**ARTICLE:**
** Start **

O’Connor v OP [2016] QSC 38








SC No 480 of 2015






Supreme Court at Cairns


15 February 2016




12 February 2016


Henry J


  1. The respondent be punished for his contempt, by imprisonment for three months.
  2. Liberty to apply on giving of two days notice in writing.
  3. The originating application, the amended originating application, the order of 17 December 2015, the certificate and the affidavit, along with the respective outlines of submissions and any annexures thereto and a transcript of these reasons entitled with the respondent’s actual name, be placed in an envelope which is to be sealed and marked not to be opened without an order of the Supreme Court or any Court which may be sentencing the respondent.


COURTS AND JUDGES – CONTEMPT – PARTICULAR CONTEMPTS – INTERFERENCE WITH COURSE OF JUSTICE AND ADMINISTRATION OF LAW – EXERCISE OF STATUTORY POWER TO OBTAIN INFORMATION – where a notice to attend a hearing was issued to the respondent in relation to a Crime and Corruption Commission major crime investigation – where the respondent indicated he would not  answer questions likely to incriminate his own parent – where the respondent refused to take the oath – whether the respondent committed contempt

CRIMINAL LAW – FEDERAL AND STATE INVESTIGATIVE BODIES – QUEENSLAND – where the respondent failed to take an oath when required at a hearing – where failing to take an oath is an offence under s 183 of the Crime and Corruption Act 2001 (Qld) – where failing to take an oath can be punished as a contempt under s 199 of the Crime and Corruption Act 2001 (Qld) – whether the respondent should be punished for contempt


S Williams for the Applicant


Crime and Corruption Commission for the Applicant

Philip Bovey & Company Lawyers for the Respondent

HIS HONOUR:   A delegate of the Chairman of the Crime and Corruption Commission (CCC) approved commencement of a major crime investigation on the 24th of August 2015.  The main target of that investigation was MN.  The respondent, OP, is MN’s son.  The criminal activity to be investigated was stipulated by the delegate to be:

(a) organised crime;

(b) occurring since 1 January 2004;

(c) that involves MN and MN’s associates;  and

(d) that involves –

  • an offence of trafficking, supplying, producing and/or otherwise dealing in dangerous drugs (including but not limited to methylamphetamine, cannabis, cocaine and heroin) and/or relevant substances or things, contrary to the Drugs Misuse Act 1986;
  • an offence of trafficking, supplying or possessing weapons, contrary to the Weapons Act 1990;
  • an offence of money-laundering, contrary to the Criminal Proceeds Confiscation Act 2002;
  • an offence against the administration of justice, contrary to part 3 of the Criminal Code;  and
  • an offence relating to prostitution, contrary to part 4 of the Criminal Code;  and
  • an offence against the person, contrary to part 5 of the Criminal Code;  and
  • an offence relating to property, contrary to part 6 of the Criminal Code.

The hearing into that investigation was authorised on 1 September 2015.  A notice to attend the hearing was subsequently issued to OP, for him to give evidence relating to matters specified to be:

Your knowledge of, and involvement (with MN and others) in –

(i) the trafficking of dangerous drugs;  and

(ii) the commission of various other criminal offences.

** End **

**INFORMATION SUPPLIED:**
** Start **

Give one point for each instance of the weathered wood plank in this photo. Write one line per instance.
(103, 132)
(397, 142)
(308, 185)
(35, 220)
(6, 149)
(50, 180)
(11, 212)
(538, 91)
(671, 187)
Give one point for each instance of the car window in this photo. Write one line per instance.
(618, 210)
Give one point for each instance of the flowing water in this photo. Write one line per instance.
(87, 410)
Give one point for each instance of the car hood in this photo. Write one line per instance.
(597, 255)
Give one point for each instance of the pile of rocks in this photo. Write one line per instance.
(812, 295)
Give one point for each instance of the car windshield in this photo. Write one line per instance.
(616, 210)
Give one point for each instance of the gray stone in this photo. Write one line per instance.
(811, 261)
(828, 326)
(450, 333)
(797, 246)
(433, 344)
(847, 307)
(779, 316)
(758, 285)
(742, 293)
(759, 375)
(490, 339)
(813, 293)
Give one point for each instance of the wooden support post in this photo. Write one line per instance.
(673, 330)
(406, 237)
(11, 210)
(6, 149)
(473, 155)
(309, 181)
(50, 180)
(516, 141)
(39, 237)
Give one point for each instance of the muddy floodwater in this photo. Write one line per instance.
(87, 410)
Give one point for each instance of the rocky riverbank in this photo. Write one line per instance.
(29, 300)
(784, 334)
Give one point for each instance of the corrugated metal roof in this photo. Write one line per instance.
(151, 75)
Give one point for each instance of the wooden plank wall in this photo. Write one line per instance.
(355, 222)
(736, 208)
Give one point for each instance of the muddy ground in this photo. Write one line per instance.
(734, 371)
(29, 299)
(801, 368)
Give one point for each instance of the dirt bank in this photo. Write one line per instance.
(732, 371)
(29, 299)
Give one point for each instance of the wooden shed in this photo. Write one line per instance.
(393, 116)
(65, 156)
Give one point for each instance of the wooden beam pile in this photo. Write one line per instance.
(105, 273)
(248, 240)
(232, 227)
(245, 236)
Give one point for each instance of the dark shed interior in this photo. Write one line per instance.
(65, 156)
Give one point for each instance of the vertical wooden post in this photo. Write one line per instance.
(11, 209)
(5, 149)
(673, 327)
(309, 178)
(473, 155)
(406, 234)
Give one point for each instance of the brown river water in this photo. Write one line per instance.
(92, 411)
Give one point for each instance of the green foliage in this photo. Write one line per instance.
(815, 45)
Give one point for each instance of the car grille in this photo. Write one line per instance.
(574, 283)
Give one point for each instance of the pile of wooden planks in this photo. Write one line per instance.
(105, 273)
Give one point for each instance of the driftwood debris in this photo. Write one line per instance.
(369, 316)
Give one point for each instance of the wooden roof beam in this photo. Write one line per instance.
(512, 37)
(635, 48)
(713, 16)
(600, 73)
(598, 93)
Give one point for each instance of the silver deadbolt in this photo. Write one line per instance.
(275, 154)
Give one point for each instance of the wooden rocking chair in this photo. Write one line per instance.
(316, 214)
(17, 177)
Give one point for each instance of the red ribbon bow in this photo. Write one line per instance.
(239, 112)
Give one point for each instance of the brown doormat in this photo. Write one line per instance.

** End **

**WORK INSTRUCTIONS:** Translate this sentence from the court decision into Spanish: "The respondent, OP, is MN’s son." The listing is separate material, unrelated to the court decision.

**PROBLEM SOLUTION:** El demandado, OP, es hijo de MN.